§ **YOUR OBJECTIVE**: Without the pictures, return all of the material exactly as written.

§ **DATA PROVIDED**:
· · · ·

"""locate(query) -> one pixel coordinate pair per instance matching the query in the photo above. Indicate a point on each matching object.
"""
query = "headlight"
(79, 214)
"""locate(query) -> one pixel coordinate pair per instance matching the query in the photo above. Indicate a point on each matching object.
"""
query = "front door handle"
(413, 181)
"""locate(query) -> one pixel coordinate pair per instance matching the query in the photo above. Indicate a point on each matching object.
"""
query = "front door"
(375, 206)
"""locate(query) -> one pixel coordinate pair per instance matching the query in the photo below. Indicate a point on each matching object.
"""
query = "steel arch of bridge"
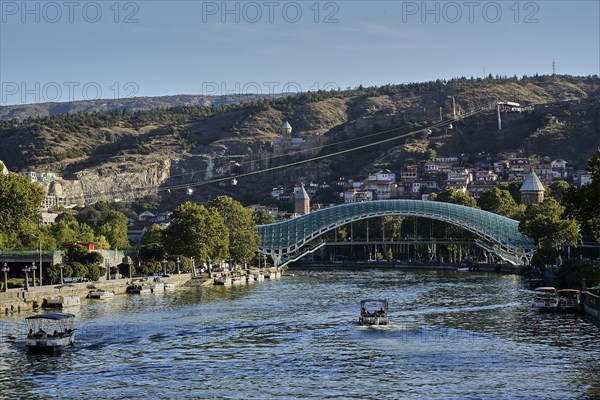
(284, 240)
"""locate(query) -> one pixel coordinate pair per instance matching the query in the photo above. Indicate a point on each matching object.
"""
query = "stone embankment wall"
(20, 299)
(591, 306)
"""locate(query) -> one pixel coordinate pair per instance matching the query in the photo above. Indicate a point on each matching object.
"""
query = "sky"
(73, 50)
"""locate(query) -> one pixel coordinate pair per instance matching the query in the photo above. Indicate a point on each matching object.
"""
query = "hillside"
(24, 111)
(126, 154)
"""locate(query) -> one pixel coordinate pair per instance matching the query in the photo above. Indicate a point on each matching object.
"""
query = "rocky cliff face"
(126, 158)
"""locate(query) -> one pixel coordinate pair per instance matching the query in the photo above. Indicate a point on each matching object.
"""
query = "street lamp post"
(26, 269)
(5, 269)
(33, 268)
(40, 249)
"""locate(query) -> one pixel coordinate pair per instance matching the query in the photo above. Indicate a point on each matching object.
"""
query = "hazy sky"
(66, 50)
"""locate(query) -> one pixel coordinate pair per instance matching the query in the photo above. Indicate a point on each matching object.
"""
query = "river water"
(453, 336)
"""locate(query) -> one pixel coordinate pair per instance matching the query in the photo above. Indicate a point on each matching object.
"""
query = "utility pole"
(40, 250)
(499, 119)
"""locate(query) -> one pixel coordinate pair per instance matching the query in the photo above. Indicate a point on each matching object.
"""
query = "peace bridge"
(290, 240)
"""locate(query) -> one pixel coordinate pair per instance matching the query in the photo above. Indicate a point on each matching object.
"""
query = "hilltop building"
(532, 191)
(301, 200)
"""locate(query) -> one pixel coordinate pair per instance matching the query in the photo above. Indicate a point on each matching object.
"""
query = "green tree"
(557, 189)
(152, 244)
(514, 188)
(544, 223)
(66, 230)
(79, 270)
(243, 238)
(499, 201)
(95, 271)
(262, 217)
(197, 232)
(453, 196)
(114, 229)
(19, 206)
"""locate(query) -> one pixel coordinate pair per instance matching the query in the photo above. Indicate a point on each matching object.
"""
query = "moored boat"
(101, 294)
(62, 301)
(139, 289)
(545, 299)
(39, 341)
(568, 300)
(374, 312)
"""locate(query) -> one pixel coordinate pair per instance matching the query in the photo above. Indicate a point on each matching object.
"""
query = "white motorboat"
(139, 289)
(374, 312)
(62, 301)
(63, 335)
(545, 299)
(101, 294)
(568, 300)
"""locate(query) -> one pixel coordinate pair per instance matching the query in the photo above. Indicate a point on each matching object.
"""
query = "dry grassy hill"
(191, 144)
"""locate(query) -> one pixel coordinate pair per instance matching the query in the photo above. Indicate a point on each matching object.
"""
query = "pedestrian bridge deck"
(281, 240)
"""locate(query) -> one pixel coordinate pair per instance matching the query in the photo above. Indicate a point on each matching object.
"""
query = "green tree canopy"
(152, 244)
(198, 232)
(557, 189)
(453, 196)
(20, 202)
(66, 230)
(544, 223)
(499, 201)
(262, 217)
(114, 229)
(243, 238)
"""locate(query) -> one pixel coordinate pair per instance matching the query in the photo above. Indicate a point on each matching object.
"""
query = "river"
(453, 336)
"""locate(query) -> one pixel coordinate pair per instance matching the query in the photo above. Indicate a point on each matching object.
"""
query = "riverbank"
(16, 300)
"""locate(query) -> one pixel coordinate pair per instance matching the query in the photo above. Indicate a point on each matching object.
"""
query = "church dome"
(532, 183)
(286, 128)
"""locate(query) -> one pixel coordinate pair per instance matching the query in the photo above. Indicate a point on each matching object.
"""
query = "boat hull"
(48, 345)
(373, 320)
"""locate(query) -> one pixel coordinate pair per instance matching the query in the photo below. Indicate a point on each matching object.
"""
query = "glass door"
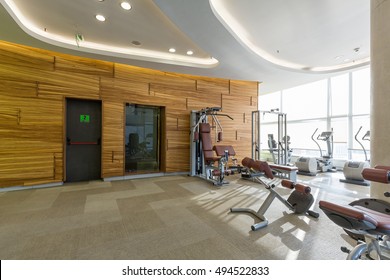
(142, 139)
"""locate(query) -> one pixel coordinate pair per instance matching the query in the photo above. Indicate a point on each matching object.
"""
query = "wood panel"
(113, 139)
(35, 83)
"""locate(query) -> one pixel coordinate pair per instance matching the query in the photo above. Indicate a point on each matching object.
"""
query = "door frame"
(64, 132)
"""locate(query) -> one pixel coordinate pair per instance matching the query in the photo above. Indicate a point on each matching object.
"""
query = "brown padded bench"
(283, 167)
(283, 171)
(357, 217)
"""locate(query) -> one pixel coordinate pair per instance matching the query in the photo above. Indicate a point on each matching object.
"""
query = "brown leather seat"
(357, 217)
(207, 145)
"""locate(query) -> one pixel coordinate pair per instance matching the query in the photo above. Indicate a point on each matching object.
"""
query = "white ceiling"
(281, 43)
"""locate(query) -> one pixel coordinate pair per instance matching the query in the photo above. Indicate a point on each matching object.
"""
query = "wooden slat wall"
(35, 83)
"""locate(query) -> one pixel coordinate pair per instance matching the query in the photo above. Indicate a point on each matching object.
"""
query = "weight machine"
(208, 161)
(279, 148)
(311, 166)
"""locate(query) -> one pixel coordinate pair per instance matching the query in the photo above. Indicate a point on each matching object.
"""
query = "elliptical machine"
(311, 166)
(353, 169)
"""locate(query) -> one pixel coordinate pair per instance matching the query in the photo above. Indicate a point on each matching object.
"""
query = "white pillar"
(380, 90)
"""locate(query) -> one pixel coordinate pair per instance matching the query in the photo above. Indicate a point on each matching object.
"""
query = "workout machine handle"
(298, 187)
(380, 174)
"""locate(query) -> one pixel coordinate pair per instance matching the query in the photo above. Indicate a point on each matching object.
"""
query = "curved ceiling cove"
(301, 35)
(141, 32)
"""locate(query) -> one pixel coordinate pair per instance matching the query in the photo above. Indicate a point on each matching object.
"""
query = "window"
(339, 95)
(340, 103)
(306, 102)
(361, 84)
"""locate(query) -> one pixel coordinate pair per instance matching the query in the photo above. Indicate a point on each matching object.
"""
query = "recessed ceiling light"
(100, 18)
(126, 5)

· · · ·

§ **RESULT FOR THIS TASK**:
"""locate(query) -> one pixel coordinate pair per instance matching the query in the photo above. Indicate a point on each matching object.
"""
query = "headlight"
(79, 214)
"""locate(query) -> one pixel coordinate pair per instance matching the query in the photo above. Indicate a point on each matching object.
"""
query = "front door handle"
(413, 181)
"""locate(query) -> one pixel coordinate pair per instance matching the query in the photo above. Indicate a point on each matching object.
"""
query = "front door"
(375, 206)
"""locate(query) -> one pixel coordinate pair per instance matching the query in the photo below. Indicate a point on each matching object.
"""
query = "steel arch of bridge"
(284, 240)
"""locate(query) -> one pixel coordinate pair per instance matching the query in the photo above. Indicate a point on each matching object.
"""
query = "stone embankment wall"
(20, 299)
(591, 306)
"""locate(query) -> one pixel coordinate pair per instance matching the query in the photo above. Indicate a point on each matching object.
"""
query = "sky"
(73, 50)
"""locate(query) -> one pixel coordinate pair per instance matching the query in the photo above. Indicate a point on each matching object.
"""
query = "hillside"
(24, 111)
(126, 154)
"""locate(query) -> one pixel coordinate pair per instance matching the query in the photo above. Indicate a point on each matching object.
"""
query = "rocky cliff face"
(126, 158)
"""locate(query) -> one pixel coordinate pair per instance matching the query in the photo above. Indicate a point on each matching object.
"""
query = "street lamp post"
(26, 269)
(5, 269)
(33, 268)
(40, 249)
"""locate(query) -> one pixel coordinate pair per instance matching the query in the photo above. Indicate a point on each matching object.
"""
query = "hazy sky"
(66, 50)
"""locate(query) -> one pixel coordinate pair per instance matching the query in the photo above. Indicate a point on each matching object.
"""
query = "river water"
(453, 336)
"""locate(query) -> one pixel coordinate pair per instance matching the query in the photo above. Indicate a point on each matching object.
"""
query = "utility pole"
(40, 250)
(499, 119)
"""locate(query) -> one pixel coordinate pair per instance matching the query in the photo above. Indicate a point on each matching object.
"""
query = "peace bridge"
(290, 240)
"""locate(query) -> one pixel coordinate pair per instance matching the query in the photo above. Indicate a point on each matching object.
"""
query = "hilltop building"
(532, 191)
(301, 200)
"""locate(query) -> one pixel coordinate pair per instance matching the query in the photo above. Indicate a point on each matching object.
"""
query = "green tree"
(557, 189)
(152, 244)
(514, 188)
(544, 223)
(66, 230)
(79, 270)
(243, 238)
(499, 201)
(95, 271)
(262, 217)
(197, 232)
(453, 196)
(114, 229)
(19, 206)
"""locate(query) -> one pixel coordinate pair per instance matching the query in the photo above. Indicate a point on each matching object.
"""
query = "moored boat"
(101, 294)
(62, 301)
(139, 289)
(545, 299)
(39, 341)
(568, 300)
(374, 312)
"""locate(query) -> one pixel coordinate pair per instance matching the query in the photo above. Indicate a point on each matching object.
"""
query = "white motorboat"
(139, 289)
(374, 312)
(62, 301)
(63, 335)
(545, 299)
(101, 294)
(568, 300)
"""locate(query) -> one pixel coordinate pair per instance matching the query in the photo above. Indicate a point on each matching object.
"""
query = "dry grassy hill"
(191, 144)
"""locate(query) -> one pixel coordinate pair per instance matching the query in the photo above. Indicate a point on each matching object.
"""
query = "pedestrian bridge deck"
(281, 240)
"""locate(query) -> one pixel coordinate pair per instance matching the query in the photo above. Indicate a point on each matching object.
"""
query = "green tree canopy"
(152, 244)
(198, 232)
(557, 189)
(453, 196)
(20, 202)
(66, 230)
(544, 223)
(499, 201)
(262, 217)
(114, 229)
(243, 238)
"""locate(query) -> one pixel coordinate pair per instance matching the query in the photo above. Indicate a point on each matching object.
"""
query = "river"
(453, 336)
"""locate(query) -> one pixel coordinate pair per instance matching the query in the photo above. Indicate a point on each matching object.
"""
query = "riverbank"
(16, 300)
"""locate(query) -> one pixel coordinate pair per instance matching the query in the photo above. Indicate a point on each matching object.
"""
query = "church dome"
(532, 183)
(286, 128)
"""locate(query) -> one pixel coordinate pair per instance matching the query in the photo above. Indicate a point on each matching object.
"""
query = "boat hull"
(48, 345)
(373, 320)
"""locate(query) -> one pixel coordinate pair per instance matching the query in the photo below. Indicate a point on each matching object.
"""
query = "glass door"
(142, 139)
"""locate(query) -> one pixel coordinate pair per instance matching the query in the photo above. Indicate a point on each matching object.
"""
query = "wood panel"
(113, 139)
(35, 83)
"""locate(query) -> one pixel coordinate pair per instance matching the query in the photo above. Indicate a point on each matching object.
"""
query = "door frame"
(64, 132)
"""locate(query) -> one pixel coordinate pair per instance matching the query in the photo above. Indicate a point on each matching object.
"""
query = "brown padded bench"
(283, 167)
(283, 171)
(357, 217)
"""locate(query) -> one pixel coordinate pair per instance matching the query in the photo above. Indicate a point on each matching object.
"""
query = "brown leather seat"
(357, 217)
(207, 145)
"""locate(query) -> one pixel coordinate pair per instance matching the query in the photo above. Indicate a point on each matching object.
"""
query = "white ceiling"
(281, 43)
"""locate(query) -> one pixel coordinate pair per instance matching the query in the photo above. Indicate a point on each matching object.
"""
query = "wooden slat wall"
(35, 83)
"""locate(query) -> one pixel coordinate pair per instance matching the query in the photo above. Indicate a point on each matching object.
"""
query = "weight machine"
(208, 161)
(279, 148)
(311, 166)
"""locate(query) -> one pixel coordinate pair per instance matching the query in the photo above. Indicate a point on each matching object.
"""
query = "elliptical machine"
(311, 166)
(353, 169)
"""locate(query) -> one pixel coordinate pair per instance matching the query in the photo above. Indicate a point on each matching object.
"""
query = "white pillar"
(380, 90)
"""locate(query) -> one pixel coordinate pair per instance matching the query in the photo above. Indicate a point on each matching object.
"""
query = "workout machine handle"
(298, 187)
(380, 174)
"""locate(query) -> one pixel coordinate pair per instance matching the query in the photo above. Indicate a point on each matching object.
"""
query = "curved ceiling cove"
(301, 35)
(141, 32)
"""locate(query) -> one pixel coordinate pair per instance matching the query in the photo above. Indicate a point on each matching object.
"""
query = "window"
(339, 95)
(340, 103)
(306, 102)
(361, 84)
"""locate(query) -> one pixel coordinate pair per instance matching the query in the photo above. Indicate a point on each matching object.
"""
query = "recessed ceiling light"
(100, 18)
(126, 5)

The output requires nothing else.